#### Task requirements:
Reproduce this listing from its first line through the line with "Target = coastline", inclusive, leaving out all that follows.

%%

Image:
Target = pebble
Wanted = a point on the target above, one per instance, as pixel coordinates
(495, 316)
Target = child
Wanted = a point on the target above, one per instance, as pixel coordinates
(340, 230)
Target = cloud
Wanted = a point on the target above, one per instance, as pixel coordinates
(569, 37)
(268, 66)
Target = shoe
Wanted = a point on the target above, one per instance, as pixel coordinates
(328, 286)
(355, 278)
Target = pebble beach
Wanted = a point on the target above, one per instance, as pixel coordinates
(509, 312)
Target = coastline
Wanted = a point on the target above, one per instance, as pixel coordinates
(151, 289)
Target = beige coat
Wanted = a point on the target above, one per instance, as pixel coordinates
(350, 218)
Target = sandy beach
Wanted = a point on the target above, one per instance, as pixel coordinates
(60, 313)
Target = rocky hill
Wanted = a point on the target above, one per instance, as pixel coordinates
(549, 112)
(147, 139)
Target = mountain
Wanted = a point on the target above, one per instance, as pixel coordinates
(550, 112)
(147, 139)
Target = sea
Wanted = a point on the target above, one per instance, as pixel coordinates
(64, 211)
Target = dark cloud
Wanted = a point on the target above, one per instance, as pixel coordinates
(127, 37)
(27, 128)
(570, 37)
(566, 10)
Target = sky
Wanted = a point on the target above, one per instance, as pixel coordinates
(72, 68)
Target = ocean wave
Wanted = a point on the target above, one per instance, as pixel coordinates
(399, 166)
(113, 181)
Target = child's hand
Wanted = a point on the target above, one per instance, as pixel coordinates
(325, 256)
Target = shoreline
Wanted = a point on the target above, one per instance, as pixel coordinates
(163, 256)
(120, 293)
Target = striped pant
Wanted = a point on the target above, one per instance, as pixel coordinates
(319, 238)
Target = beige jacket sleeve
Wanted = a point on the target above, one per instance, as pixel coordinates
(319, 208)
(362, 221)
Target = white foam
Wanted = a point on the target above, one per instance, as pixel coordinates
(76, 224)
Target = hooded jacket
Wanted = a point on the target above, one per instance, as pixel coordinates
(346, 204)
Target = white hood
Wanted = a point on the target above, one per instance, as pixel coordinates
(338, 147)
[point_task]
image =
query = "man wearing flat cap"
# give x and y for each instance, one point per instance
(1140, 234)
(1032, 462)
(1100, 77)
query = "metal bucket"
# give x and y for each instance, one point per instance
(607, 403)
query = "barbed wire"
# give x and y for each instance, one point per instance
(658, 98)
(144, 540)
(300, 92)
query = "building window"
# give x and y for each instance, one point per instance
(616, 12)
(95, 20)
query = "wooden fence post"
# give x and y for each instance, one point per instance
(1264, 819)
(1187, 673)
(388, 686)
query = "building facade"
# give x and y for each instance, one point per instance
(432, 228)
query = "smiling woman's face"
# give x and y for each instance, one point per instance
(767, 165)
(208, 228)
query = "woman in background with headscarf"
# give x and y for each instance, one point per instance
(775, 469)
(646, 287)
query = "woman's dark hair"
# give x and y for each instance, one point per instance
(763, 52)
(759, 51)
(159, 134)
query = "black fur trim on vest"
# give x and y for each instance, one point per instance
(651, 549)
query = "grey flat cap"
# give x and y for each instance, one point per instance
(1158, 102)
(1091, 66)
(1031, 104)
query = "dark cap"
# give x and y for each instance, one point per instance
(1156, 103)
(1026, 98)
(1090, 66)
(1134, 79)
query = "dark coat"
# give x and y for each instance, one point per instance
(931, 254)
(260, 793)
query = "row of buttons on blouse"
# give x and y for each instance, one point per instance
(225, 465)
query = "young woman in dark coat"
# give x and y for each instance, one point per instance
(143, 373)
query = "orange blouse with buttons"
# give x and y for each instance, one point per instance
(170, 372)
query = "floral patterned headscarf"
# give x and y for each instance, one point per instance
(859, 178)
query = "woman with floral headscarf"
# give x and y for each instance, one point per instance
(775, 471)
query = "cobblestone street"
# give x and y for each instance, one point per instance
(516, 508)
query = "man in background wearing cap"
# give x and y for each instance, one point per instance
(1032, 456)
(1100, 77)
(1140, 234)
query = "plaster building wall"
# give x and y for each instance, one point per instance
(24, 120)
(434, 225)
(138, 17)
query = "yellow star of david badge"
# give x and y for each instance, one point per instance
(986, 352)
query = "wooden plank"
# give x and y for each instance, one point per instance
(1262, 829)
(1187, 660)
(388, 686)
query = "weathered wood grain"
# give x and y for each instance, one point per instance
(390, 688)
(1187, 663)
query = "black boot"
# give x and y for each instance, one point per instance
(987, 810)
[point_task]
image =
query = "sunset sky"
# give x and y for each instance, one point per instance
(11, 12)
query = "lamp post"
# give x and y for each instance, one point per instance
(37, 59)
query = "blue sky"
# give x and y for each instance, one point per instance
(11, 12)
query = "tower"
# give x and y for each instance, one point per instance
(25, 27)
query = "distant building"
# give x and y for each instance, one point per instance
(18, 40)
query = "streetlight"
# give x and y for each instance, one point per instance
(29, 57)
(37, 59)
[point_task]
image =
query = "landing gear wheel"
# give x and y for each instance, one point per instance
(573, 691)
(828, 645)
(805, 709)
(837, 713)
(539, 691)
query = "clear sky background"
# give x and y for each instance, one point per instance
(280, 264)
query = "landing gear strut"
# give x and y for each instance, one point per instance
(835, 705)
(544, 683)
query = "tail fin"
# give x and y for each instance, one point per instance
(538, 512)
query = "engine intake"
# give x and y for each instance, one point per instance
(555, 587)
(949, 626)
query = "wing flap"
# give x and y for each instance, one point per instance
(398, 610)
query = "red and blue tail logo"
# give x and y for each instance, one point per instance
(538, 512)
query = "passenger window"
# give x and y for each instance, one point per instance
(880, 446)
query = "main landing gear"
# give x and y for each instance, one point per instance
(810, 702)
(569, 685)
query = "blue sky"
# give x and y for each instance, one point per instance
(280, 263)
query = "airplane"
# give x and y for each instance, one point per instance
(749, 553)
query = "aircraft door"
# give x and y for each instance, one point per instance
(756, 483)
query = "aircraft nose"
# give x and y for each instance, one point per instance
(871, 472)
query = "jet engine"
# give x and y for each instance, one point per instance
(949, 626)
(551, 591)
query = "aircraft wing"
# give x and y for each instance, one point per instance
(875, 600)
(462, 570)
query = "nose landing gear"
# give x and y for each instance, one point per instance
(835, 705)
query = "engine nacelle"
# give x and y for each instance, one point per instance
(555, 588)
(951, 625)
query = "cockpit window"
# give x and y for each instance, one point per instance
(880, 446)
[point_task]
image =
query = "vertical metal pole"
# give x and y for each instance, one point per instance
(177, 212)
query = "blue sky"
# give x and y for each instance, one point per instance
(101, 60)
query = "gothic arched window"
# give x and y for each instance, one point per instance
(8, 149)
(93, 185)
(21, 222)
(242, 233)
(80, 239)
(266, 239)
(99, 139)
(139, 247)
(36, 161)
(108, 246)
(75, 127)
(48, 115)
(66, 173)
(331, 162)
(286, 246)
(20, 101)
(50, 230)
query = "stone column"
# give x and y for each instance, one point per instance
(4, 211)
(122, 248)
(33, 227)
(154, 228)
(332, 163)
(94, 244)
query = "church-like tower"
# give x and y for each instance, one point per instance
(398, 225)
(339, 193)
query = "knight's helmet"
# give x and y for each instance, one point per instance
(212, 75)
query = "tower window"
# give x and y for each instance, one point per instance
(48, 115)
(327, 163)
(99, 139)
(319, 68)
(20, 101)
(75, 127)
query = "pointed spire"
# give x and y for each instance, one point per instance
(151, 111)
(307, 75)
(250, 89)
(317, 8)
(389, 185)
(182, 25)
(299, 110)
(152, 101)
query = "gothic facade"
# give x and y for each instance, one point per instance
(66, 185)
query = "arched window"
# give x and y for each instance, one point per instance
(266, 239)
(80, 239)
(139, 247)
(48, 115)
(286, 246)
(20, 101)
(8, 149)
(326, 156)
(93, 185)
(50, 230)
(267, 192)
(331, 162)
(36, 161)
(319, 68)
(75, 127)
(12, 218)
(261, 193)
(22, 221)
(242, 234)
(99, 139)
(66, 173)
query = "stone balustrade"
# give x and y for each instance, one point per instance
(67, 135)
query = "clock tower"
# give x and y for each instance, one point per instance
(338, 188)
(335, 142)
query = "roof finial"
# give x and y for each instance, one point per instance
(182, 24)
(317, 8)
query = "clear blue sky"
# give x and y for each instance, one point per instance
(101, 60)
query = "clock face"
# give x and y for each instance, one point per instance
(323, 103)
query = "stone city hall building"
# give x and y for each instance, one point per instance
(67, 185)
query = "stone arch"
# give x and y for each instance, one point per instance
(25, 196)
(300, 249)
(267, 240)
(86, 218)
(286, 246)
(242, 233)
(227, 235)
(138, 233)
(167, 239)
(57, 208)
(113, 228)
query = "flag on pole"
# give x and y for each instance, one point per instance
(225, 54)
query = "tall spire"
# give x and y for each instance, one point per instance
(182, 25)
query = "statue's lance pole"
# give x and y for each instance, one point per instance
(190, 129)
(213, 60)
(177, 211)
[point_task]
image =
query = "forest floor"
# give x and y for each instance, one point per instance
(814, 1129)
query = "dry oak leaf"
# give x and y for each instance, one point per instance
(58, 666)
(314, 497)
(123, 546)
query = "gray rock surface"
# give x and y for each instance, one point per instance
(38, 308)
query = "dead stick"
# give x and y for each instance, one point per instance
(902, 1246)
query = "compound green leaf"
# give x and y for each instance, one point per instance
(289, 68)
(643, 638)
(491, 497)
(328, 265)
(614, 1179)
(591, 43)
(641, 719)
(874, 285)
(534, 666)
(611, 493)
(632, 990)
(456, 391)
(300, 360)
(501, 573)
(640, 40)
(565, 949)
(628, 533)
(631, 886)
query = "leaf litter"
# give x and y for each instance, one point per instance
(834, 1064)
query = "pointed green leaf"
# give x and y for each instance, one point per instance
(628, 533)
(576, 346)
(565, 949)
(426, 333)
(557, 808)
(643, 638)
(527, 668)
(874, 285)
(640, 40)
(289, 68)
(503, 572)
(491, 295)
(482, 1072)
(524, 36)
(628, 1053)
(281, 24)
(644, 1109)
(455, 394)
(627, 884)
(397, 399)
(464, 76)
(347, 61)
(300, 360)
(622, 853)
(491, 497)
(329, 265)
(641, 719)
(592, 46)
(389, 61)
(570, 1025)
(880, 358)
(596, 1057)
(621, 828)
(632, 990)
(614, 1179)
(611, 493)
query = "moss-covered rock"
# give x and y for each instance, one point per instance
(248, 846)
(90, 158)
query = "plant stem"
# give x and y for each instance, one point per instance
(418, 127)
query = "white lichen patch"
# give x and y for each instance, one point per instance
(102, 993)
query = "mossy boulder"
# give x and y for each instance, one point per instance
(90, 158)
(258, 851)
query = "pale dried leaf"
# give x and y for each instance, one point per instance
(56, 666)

%%

#### Expected answer:
Image:
Target = pebble
Wanted = a point on the target above, one per instance, as pixel coordinates
(495, 316)
Target = child
Wanted = a point on the target above, one per instance, as pixel coordinates
(340, 230)
Target = cloud
Wanted = a point on the target above, one per instance, as pixel coordinates
(569, 37)
(268, 66)
Target = shoe
Wanted = a point on the target above, one per instance, as pixel coordinates
(328, 286)
(355, 278)
Target = pebble beach
Wanted = a point on the target above, one per instance, as pixel coordinates
(509, 312)
Target = coastline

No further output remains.